* [Given request]
Copy out verbatim the part of the entries below that begins with the line containing "Could you point to the blue sky" and continues through the last entry. Leave the pictures out of your copy.

== Data lines ==

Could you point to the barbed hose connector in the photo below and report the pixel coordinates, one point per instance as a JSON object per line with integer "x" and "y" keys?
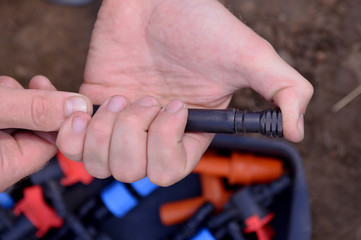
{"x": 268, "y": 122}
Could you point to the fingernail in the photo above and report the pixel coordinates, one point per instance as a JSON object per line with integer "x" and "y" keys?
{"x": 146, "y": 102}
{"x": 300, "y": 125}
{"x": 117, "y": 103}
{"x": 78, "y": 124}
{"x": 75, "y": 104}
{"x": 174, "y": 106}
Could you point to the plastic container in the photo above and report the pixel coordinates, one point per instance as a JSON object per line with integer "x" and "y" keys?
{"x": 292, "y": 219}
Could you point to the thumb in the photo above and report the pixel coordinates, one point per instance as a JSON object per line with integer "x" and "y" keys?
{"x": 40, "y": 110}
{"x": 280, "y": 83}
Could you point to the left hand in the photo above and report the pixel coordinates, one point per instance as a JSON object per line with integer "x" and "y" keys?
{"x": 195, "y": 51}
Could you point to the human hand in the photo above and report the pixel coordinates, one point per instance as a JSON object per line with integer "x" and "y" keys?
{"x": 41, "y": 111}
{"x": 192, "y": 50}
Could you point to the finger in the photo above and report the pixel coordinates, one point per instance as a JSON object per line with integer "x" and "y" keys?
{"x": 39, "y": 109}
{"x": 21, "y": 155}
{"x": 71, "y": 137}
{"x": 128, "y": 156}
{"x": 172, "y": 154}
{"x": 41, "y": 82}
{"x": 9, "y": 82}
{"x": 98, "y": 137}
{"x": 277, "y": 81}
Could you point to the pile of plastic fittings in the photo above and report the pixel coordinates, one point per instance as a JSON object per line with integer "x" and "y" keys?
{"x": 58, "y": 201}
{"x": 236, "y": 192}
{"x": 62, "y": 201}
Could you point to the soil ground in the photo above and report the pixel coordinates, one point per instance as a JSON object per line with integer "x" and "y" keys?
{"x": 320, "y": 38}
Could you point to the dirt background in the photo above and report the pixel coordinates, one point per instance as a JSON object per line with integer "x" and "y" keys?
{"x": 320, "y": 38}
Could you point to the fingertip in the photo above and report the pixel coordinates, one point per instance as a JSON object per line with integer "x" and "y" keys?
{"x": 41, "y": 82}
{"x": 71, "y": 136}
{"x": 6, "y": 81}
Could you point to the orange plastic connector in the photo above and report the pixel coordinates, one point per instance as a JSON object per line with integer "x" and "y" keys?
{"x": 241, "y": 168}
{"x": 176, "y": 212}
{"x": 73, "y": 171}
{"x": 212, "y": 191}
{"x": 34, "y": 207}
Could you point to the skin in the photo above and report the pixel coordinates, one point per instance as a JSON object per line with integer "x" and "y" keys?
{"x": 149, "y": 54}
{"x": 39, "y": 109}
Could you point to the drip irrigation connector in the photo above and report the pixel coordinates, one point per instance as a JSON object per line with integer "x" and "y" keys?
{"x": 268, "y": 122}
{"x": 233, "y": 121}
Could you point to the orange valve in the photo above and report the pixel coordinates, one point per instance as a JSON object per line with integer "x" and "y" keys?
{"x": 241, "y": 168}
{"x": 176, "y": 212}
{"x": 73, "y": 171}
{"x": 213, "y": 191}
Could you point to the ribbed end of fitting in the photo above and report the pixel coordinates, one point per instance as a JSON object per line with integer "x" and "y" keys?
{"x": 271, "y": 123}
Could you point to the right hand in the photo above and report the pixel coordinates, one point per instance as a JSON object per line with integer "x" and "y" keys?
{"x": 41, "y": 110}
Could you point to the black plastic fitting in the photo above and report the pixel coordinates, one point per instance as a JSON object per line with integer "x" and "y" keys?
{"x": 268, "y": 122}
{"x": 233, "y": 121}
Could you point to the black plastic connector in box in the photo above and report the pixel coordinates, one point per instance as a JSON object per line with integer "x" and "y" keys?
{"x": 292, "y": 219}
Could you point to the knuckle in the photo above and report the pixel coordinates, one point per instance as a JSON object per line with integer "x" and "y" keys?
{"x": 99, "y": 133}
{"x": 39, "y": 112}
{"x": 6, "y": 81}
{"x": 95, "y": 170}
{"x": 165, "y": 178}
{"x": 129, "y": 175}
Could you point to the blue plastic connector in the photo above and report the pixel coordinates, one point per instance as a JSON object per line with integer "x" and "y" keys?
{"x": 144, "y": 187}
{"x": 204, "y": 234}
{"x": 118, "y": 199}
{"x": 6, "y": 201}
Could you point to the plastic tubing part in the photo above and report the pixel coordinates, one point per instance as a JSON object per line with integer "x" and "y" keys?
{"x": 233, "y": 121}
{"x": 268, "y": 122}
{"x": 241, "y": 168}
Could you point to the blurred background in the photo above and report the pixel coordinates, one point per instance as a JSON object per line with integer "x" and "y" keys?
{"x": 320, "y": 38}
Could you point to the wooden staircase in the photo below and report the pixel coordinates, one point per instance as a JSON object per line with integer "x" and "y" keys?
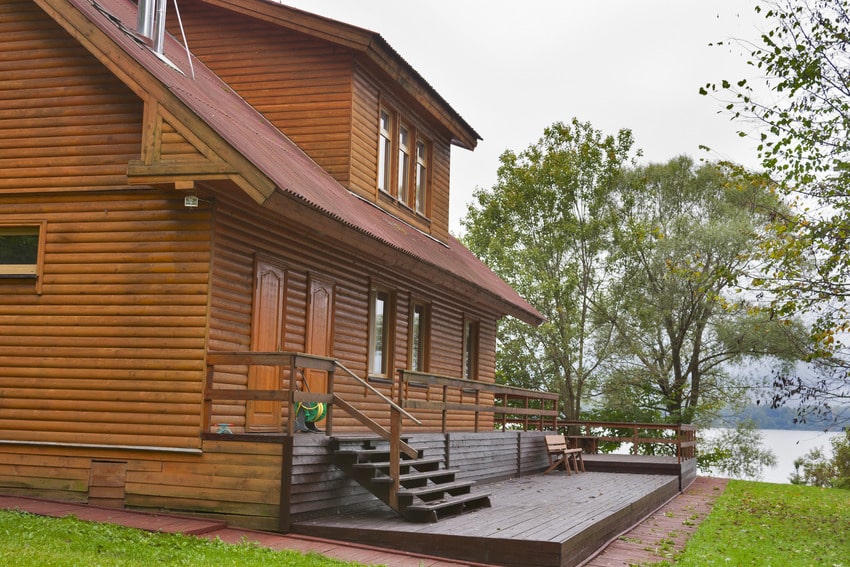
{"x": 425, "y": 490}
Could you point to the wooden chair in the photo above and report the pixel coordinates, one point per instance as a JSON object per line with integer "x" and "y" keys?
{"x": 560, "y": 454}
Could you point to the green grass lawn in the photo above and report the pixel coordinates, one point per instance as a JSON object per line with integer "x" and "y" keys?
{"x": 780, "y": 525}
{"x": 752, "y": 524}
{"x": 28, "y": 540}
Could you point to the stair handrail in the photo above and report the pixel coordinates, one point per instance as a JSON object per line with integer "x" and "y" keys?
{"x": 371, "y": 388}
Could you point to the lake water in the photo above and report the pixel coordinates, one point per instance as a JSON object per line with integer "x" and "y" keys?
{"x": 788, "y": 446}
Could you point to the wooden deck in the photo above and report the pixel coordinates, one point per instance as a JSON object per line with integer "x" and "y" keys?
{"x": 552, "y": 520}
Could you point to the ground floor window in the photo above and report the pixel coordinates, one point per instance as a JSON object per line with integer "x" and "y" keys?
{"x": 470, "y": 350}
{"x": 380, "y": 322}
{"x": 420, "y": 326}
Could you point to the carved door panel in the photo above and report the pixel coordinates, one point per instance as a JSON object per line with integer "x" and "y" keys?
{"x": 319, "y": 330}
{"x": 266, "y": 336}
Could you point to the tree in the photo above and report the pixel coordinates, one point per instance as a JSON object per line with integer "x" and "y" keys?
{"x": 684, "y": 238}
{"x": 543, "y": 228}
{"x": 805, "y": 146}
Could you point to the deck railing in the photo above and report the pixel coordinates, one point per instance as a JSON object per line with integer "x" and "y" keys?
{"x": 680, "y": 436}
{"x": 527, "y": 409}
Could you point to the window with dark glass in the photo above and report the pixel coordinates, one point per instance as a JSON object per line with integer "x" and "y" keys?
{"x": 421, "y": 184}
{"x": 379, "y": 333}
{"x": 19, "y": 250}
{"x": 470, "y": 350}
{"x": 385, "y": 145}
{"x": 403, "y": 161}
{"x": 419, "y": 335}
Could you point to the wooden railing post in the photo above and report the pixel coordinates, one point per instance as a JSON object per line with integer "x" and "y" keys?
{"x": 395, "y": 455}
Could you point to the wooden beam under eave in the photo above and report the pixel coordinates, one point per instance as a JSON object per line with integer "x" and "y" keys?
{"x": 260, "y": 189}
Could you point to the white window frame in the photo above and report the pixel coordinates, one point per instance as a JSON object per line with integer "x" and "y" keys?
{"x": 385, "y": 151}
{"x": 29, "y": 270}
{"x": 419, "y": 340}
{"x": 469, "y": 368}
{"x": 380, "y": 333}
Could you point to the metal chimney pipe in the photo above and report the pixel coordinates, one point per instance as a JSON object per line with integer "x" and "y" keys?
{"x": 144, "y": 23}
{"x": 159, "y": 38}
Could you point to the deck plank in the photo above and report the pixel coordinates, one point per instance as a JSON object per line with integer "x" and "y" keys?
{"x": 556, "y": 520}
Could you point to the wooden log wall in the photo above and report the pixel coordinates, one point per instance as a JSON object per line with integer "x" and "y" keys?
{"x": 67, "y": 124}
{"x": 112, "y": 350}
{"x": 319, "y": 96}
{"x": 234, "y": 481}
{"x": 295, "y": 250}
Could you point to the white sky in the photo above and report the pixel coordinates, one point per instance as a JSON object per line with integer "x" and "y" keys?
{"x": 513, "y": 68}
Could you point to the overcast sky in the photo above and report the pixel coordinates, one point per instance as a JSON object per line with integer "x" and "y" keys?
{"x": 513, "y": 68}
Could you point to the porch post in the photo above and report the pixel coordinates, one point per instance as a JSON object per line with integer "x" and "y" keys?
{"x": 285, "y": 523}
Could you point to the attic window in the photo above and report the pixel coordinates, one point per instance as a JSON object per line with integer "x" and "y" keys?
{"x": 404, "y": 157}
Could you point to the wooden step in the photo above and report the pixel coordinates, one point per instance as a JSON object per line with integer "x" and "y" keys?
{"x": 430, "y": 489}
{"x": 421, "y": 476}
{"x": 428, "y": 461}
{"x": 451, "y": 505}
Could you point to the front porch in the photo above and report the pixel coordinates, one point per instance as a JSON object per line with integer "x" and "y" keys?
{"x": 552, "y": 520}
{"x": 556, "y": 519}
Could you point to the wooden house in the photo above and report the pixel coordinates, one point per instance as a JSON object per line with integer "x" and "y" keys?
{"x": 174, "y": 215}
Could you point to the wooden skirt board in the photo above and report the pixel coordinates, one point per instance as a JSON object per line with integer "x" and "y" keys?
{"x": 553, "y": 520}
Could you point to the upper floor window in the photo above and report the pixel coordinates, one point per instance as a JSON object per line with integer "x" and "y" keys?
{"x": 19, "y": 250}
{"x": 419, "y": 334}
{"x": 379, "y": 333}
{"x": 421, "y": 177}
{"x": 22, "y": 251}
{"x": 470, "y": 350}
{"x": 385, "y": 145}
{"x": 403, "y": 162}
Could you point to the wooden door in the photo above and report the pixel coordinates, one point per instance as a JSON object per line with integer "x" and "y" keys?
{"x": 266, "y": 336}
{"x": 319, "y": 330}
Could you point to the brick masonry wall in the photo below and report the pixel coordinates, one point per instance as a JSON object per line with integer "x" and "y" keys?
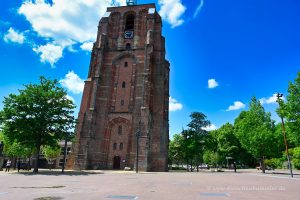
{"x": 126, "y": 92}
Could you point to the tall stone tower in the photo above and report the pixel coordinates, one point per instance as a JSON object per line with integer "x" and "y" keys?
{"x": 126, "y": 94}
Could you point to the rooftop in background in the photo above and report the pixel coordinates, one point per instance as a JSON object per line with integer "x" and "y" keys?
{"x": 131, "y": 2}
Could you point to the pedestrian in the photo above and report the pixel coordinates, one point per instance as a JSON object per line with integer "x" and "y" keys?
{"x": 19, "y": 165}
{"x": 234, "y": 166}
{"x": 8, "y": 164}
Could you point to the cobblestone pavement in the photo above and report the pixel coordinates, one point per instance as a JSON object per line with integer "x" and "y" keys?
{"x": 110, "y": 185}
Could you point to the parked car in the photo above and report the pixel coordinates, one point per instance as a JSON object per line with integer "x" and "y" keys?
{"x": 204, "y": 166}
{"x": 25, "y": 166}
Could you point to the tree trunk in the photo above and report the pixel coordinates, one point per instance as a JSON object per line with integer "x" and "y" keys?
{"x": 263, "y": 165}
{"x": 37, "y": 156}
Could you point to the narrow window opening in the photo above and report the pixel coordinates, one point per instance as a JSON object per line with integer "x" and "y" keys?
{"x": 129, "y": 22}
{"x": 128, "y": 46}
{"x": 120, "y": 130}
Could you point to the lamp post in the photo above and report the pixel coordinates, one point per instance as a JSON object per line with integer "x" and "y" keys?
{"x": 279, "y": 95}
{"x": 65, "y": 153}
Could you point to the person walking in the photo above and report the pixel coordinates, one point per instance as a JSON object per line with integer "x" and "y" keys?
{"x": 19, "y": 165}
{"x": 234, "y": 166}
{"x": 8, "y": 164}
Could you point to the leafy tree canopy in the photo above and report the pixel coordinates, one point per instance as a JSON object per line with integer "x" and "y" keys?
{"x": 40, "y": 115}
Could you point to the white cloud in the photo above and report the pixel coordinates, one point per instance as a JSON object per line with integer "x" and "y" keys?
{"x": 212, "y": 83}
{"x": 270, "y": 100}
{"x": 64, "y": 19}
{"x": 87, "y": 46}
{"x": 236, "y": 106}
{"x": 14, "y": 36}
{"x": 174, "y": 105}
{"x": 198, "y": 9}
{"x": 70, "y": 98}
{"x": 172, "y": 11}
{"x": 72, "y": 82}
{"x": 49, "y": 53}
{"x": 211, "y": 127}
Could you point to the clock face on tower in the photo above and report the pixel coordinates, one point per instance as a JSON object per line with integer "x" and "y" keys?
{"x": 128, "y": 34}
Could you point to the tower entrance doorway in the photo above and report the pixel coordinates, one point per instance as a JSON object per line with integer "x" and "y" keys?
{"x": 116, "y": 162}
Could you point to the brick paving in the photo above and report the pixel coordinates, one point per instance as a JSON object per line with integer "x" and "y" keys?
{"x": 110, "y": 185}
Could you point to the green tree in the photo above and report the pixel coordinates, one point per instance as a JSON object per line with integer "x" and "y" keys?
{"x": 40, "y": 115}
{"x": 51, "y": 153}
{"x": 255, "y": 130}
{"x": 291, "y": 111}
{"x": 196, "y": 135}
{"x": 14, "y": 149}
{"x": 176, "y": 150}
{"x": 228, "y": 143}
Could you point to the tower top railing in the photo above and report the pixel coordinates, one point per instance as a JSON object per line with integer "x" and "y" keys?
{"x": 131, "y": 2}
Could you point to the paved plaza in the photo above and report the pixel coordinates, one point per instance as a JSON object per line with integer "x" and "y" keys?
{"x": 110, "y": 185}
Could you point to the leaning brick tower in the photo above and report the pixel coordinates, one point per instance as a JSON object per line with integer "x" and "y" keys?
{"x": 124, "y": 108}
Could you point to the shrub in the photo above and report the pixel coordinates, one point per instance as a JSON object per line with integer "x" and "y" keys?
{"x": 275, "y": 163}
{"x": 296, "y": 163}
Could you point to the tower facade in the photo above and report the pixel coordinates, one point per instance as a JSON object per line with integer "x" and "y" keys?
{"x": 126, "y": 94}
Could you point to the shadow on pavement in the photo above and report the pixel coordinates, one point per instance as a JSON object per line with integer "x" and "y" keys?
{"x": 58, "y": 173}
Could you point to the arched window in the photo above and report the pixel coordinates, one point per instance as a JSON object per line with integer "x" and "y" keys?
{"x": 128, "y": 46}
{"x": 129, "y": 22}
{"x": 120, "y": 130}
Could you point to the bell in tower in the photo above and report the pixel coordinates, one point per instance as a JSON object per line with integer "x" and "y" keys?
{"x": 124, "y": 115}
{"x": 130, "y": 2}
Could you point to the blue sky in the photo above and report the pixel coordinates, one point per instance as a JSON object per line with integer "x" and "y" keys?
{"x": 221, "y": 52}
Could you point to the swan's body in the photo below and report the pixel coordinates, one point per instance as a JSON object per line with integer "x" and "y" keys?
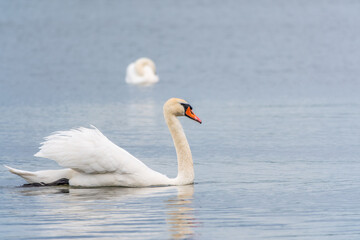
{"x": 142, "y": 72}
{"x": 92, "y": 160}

===

* [Result below]
Could you point to the blue sky in the photo above and report the pixel coordinates, one point per instance as a JSON object per line with integer "x" and "y" keys?
{"x": 221, "y": 52}
Could you point to the swan's body in the photo below and report the pixel coordinates, one point per instance as a JSON object per line with integer "x" and "y" keys?
{"x": 142, "y": 72}
{"x": 92, "y": 160}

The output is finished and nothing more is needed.